- EJERCICIO:
Convierte en una lista más breve el párrafo del texto fuente que comienza «El sínodo es un acontecimiento», conservando sus datos principales.

El sínodo es un acontecimiento de la Iglesia, y por eso no es de extrañar que muchos de los temas tratados tengan que ver con su actuación interna. Mas hemos de huir de la autorreferencialidad. Si queremos una mejor Iglesia no es para caer en la autocomplacencia, sino porque estamos convencidos de que sólo fiel a su identidad puede ser fiel a su misión, porque la misión es parte esencial de la identidad de la Iglesia. Queremos ser mejor Iglesia para ser evangelio, buena noticia, en particular para los pobres. Hemos de estar cerca de las pobrezas espirituales, de quienes han perdido toda esperanza, o esperan sin saber qué esperan. Pero también hemos de estar cerca de quienes carecen de recursos para llevar una vida adecuada a la dignidad humana; de quienes se encuentran en el paro; de quienes sufren explotación laboral; de las víctimas de los maltratos; de quienes se han visto obligados a abandonar su patria en busca de seguridad, física o económica; de los enfermos y de los ancianos, sobre todo de aquellos que sufren abandono; de quienes, por las razones que sean, están privados de libertad; de los países que no consiguen salir de la dependencia económica para lograr un adecuado desarrollo… Como nos enseña la parábola del Buen Samaritano, sólo aproximándonos podremos sentirlos como prójimos nuestros. Una Iglesia que abandona a los necesitados, abandona a Cristo.

- ENTRADAS MOSTRADAS:
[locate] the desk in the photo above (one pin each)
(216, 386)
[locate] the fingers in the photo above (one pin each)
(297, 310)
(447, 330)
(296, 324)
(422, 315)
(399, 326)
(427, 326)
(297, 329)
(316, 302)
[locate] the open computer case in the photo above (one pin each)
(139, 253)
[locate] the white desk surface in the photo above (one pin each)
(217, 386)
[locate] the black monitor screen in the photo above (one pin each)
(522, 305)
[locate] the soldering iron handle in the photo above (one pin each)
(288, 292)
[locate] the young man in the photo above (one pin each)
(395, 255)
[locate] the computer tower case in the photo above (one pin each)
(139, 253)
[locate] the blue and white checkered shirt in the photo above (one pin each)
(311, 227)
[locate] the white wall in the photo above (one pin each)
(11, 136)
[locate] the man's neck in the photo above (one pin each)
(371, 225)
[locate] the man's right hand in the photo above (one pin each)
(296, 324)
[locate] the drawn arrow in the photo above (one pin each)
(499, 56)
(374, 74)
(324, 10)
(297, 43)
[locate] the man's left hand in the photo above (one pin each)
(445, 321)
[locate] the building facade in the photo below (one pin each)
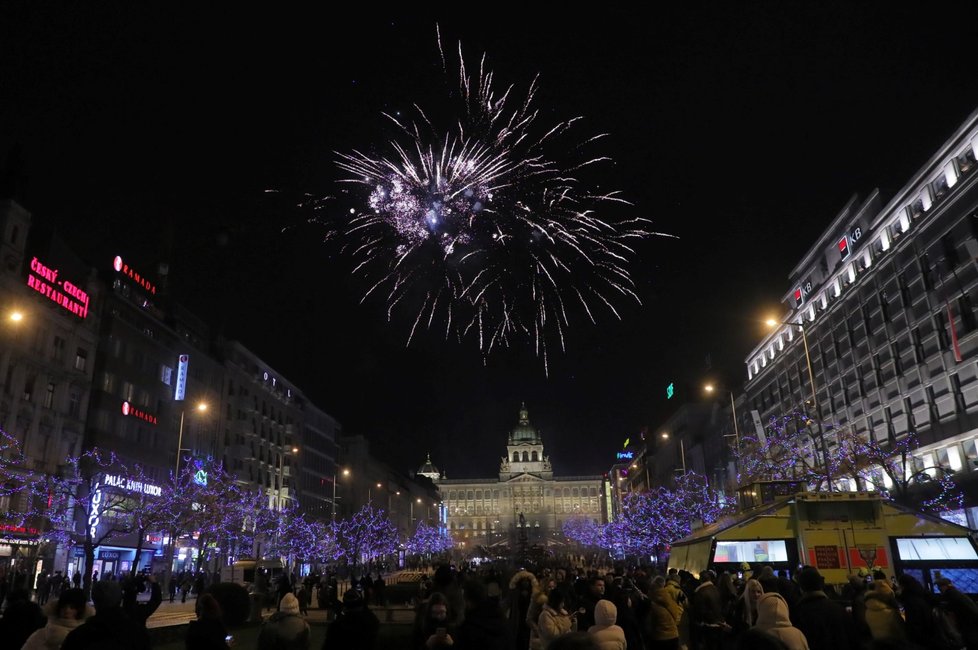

- RESULTADO:
- El sínodo es un acontecimiento de la Iglesia, y muchos de sus temas tratan de su actuación interna, pero hay que huir de la autorreferencialidad.
- Se quiere una Iglesia mejor no por autocomplacencia, sino porque solo siendo fiel a su identidad puede serlo a su misión, que es parte esencial de esa identidad.
- El fin es ser evangelio, buena noticia, en particular para los pobres.
- Hay que estar cerca de:
  - las pobrezas espirituales: quienes han perdido toda esperanza o esperan sin saber qué esperan;
  - quienes carecen de recursos para una vida acorde con la dignidad humana;
  - quienes están en el paro o sufren explotación laboral;
  - las víctimas de maltratos;
  - quienes han tenido que abandonar su patria en busca de seguridad física o económica;
  - los enfermos y los ancianos, sobre todo los que sufren abandono;
  - quienes están privados de libertad;
  - los países que no logran salir de la dependencia económica para alcanzar un desarrollo adecuado.
- Como enseña la parábola del Buen Samaritano, solo acercándonos podremos sentirlos como prójimos.
- Una Iglesia que abandona a los necesitados abandona a Cristo.